begin Records for this exercise

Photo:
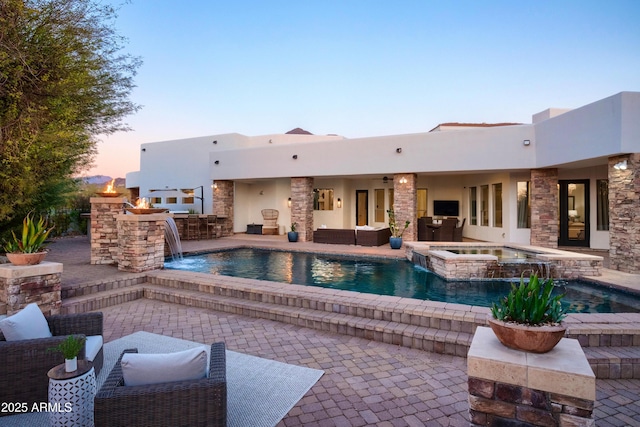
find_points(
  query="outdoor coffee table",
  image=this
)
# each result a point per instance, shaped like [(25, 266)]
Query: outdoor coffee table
[(71, 395)]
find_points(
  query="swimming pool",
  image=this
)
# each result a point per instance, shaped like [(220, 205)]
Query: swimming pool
[(397, 277)]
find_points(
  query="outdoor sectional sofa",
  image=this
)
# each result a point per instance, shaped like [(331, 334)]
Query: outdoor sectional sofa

end Records for this exercise

### Task prompt
Transcribe every entry word for word, but skip the pictures.

### The reply
Photo:
find_points(
  query="outdoor coffee table",
  image=this
)
# each result a point per instance, shaped like [(25, 266)]
Query: outdoor coffee table
[(71, 395)]
find_points(
  query="swimming pool",
  image=this
)
# each result a point per instance, shaped like [(220, 205)]
Query: swimming pool
[(397, 277)]
find_points(
  query="outdoor sectional sofa",
  image=this
)
# each result a point per instance, shaped like [(331, 334)]
Query: outdoor sectional sofa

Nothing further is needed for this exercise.